• THE REQUEST
Rewrite the records from the start through the line containing "179, 635, 712, 1256", swapping "frame" for "image" and keeping everything else the same. Omit the pictures.
— START OF MATERIAL PROVIDED —
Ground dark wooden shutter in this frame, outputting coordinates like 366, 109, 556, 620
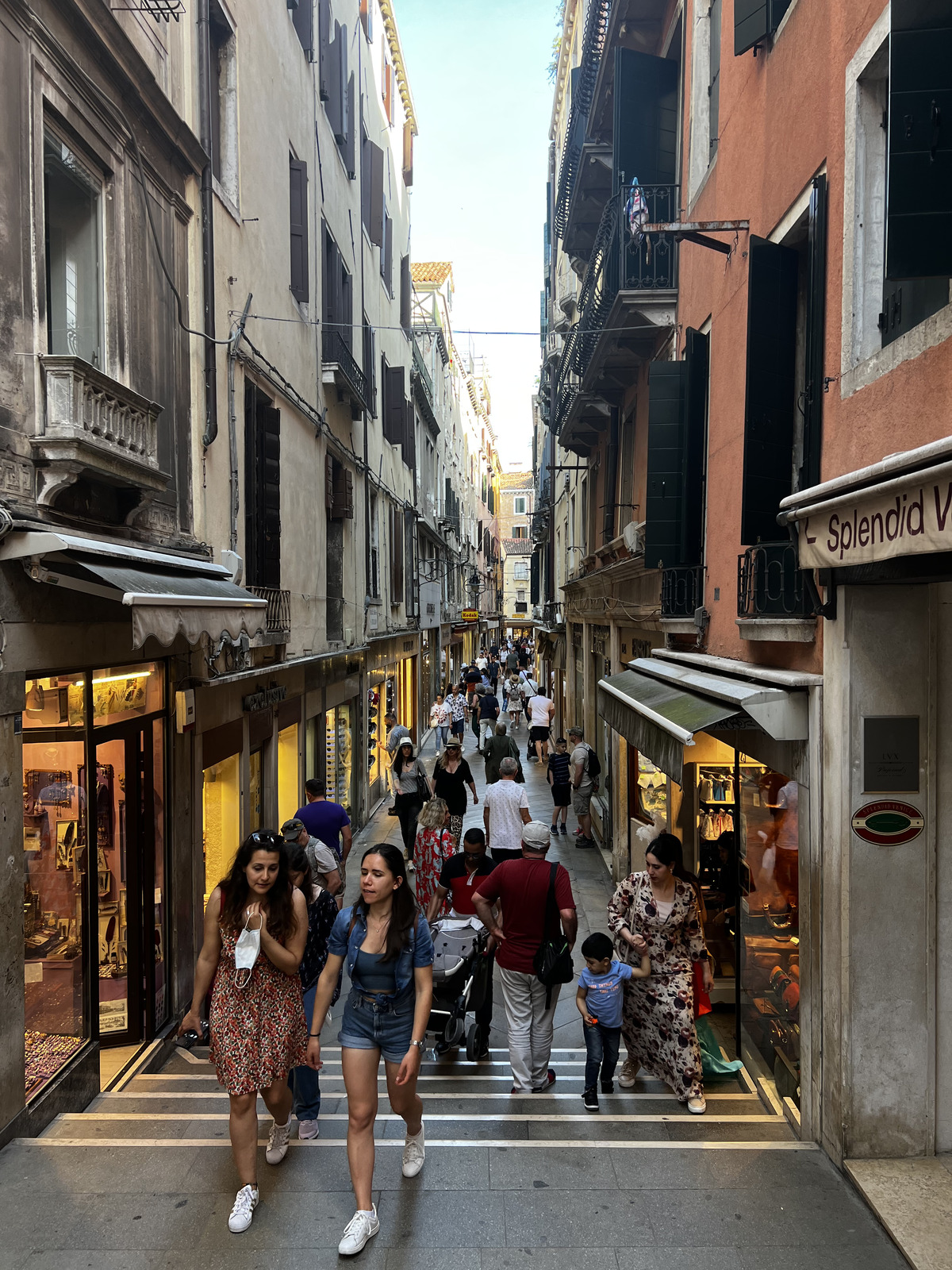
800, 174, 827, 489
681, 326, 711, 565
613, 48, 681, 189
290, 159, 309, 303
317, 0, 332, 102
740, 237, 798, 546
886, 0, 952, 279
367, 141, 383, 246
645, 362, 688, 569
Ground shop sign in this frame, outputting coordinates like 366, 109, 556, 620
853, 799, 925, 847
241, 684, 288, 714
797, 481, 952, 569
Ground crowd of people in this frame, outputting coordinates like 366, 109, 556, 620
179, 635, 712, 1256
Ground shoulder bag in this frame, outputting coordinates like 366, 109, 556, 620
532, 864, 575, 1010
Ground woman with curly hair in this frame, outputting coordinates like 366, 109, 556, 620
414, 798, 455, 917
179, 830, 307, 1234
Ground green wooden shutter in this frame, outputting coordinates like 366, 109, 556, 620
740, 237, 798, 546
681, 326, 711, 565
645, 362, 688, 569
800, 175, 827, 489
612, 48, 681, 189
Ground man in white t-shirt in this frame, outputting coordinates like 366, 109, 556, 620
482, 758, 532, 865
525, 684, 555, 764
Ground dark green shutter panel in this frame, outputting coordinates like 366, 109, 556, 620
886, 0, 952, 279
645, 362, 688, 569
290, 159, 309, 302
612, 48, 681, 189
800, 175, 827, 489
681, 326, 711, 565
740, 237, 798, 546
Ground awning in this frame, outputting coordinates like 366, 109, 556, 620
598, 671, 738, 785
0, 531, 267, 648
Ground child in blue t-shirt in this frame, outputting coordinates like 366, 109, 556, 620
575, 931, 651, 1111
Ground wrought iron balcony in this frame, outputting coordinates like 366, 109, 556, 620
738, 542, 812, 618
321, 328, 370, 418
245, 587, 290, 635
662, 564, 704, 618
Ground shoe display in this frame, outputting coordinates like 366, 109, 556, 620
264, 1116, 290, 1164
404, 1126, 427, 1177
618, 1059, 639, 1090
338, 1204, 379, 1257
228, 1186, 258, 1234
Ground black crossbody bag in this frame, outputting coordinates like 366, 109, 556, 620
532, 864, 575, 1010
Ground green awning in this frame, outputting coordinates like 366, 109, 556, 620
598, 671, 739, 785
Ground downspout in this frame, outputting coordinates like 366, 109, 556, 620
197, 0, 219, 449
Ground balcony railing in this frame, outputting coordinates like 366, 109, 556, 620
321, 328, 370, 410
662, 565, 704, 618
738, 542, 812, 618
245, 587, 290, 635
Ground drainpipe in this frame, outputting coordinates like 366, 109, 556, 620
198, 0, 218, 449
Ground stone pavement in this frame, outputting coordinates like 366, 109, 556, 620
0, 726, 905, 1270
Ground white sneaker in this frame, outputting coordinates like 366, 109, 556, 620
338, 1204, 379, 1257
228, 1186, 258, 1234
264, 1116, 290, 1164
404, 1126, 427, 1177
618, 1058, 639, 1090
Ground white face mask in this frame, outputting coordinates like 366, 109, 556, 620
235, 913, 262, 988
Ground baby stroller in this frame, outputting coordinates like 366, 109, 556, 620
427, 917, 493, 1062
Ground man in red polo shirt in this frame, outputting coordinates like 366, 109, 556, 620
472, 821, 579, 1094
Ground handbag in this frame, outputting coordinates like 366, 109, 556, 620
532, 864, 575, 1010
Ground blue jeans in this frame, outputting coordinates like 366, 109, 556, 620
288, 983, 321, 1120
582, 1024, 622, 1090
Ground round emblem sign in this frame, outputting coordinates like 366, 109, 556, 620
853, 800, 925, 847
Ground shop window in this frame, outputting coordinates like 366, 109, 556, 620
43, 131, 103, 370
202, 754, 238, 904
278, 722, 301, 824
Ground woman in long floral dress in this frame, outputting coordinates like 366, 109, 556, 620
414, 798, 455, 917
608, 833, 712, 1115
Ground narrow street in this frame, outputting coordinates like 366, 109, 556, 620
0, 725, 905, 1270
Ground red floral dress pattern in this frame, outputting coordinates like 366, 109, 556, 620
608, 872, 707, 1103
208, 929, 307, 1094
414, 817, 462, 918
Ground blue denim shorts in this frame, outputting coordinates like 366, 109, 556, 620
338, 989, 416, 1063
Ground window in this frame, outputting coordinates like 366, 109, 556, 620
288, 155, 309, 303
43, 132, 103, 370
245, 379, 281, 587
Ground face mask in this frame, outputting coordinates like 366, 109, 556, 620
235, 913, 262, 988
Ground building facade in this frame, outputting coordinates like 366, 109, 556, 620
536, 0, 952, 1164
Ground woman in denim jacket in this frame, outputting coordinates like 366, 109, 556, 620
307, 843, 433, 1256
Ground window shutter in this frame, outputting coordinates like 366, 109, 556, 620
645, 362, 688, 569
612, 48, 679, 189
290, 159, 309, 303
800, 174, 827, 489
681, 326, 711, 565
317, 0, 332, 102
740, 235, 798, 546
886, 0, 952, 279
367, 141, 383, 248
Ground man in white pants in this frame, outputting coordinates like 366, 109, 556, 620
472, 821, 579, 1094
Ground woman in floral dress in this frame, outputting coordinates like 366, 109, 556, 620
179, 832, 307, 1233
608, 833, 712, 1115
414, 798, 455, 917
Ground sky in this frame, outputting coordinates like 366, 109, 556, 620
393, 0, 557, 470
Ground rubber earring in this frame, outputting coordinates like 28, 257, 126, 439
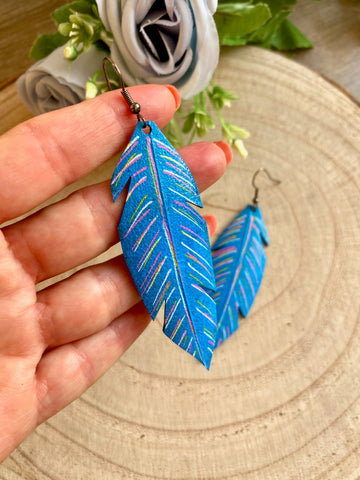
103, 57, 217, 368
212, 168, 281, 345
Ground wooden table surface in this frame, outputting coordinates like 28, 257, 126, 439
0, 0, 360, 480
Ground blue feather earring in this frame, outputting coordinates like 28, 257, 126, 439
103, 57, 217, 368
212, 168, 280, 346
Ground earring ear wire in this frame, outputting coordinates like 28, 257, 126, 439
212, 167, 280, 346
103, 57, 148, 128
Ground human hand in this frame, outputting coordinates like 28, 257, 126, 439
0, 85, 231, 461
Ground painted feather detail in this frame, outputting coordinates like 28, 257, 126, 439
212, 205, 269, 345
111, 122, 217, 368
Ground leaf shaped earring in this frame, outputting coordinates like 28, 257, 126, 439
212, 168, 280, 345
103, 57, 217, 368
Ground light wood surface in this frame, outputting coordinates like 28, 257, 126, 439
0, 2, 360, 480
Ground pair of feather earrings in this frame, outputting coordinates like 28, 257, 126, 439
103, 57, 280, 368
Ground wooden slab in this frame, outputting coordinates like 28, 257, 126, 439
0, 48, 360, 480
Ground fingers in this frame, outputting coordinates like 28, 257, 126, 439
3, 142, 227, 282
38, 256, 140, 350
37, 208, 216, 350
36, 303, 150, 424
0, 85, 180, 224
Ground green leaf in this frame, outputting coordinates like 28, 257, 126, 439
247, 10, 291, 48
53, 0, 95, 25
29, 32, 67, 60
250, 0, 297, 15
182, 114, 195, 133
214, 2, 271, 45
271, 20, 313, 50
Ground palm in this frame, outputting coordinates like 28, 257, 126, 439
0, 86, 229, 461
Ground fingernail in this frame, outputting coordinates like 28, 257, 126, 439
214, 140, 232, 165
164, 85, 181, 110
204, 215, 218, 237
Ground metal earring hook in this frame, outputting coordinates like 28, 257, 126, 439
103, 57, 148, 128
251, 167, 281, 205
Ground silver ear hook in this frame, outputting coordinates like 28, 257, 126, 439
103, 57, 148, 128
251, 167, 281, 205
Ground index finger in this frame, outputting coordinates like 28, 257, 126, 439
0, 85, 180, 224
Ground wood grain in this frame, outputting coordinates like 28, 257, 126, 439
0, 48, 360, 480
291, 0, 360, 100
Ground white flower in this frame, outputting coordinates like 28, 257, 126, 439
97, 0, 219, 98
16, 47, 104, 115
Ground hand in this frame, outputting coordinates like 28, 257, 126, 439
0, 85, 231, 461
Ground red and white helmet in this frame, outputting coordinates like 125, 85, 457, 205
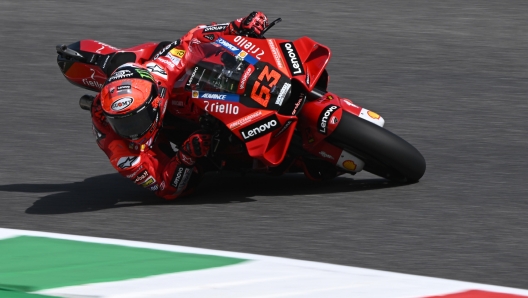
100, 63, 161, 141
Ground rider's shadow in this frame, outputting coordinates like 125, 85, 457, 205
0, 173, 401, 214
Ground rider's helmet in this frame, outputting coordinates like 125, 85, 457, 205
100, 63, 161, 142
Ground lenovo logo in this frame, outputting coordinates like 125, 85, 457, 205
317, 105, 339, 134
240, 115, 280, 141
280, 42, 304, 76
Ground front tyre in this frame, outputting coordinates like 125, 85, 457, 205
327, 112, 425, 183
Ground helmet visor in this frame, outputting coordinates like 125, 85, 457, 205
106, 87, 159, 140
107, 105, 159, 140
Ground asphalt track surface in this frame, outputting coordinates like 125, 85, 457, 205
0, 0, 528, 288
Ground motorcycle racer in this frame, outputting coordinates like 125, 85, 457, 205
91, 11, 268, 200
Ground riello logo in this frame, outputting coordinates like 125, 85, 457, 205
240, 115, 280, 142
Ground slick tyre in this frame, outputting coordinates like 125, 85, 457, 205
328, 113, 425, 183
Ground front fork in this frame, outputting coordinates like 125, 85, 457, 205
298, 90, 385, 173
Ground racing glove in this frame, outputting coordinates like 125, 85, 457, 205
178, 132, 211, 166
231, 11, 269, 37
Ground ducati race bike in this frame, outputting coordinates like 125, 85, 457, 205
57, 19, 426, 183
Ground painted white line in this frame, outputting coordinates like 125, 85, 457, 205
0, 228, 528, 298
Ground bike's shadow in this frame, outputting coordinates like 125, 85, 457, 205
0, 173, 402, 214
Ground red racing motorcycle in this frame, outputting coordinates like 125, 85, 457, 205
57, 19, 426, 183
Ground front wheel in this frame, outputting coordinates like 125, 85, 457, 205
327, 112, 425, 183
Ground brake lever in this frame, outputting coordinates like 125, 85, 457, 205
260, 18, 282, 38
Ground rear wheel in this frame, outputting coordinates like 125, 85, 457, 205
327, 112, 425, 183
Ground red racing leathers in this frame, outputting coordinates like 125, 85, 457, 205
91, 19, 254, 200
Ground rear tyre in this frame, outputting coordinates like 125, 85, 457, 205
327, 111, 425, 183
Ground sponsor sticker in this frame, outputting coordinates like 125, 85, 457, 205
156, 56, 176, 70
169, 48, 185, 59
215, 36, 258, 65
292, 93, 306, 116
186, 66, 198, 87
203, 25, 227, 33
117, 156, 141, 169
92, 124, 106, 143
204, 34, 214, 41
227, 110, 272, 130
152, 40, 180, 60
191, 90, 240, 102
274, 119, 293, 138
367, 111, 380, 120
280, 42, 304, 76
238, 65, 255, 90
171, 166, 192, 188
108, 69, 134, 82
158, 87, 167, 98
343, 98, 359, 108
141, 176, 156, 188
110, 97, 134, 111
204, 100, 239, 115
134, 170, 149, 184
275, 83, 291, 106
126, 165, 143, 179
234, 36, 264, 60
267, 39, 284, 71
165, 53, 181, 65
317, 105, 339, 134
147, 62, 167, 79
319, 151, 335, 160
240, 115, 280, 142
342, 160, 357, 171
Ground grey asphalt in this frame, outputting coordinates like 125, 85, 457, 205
— END OF MATERIAL PROVIDED —
• SOLVED PROBLEM
Ground dark wooden shutter in this image, outputting coordinates like 366, 109, 556, 620
800, 174, 827, 489
681, 326, 711, 565
613, 48, 681, 189
290, 159, 309, 303
317, 0, 332, 102
740, 237, 798, 546
886, 0, 952, 279
367, 141, 383, 246
645, 362, 688, 569
Ground shop sign in this image, outputting coordinates like 366, 109, 556, 620
853, 799, 925, 847
241, 684, 288, 714
797, 481, 952, 569
Ground crowd of people in this image, outputting coordinates like 366, 109, 556, 620
179, 635, 712, 1256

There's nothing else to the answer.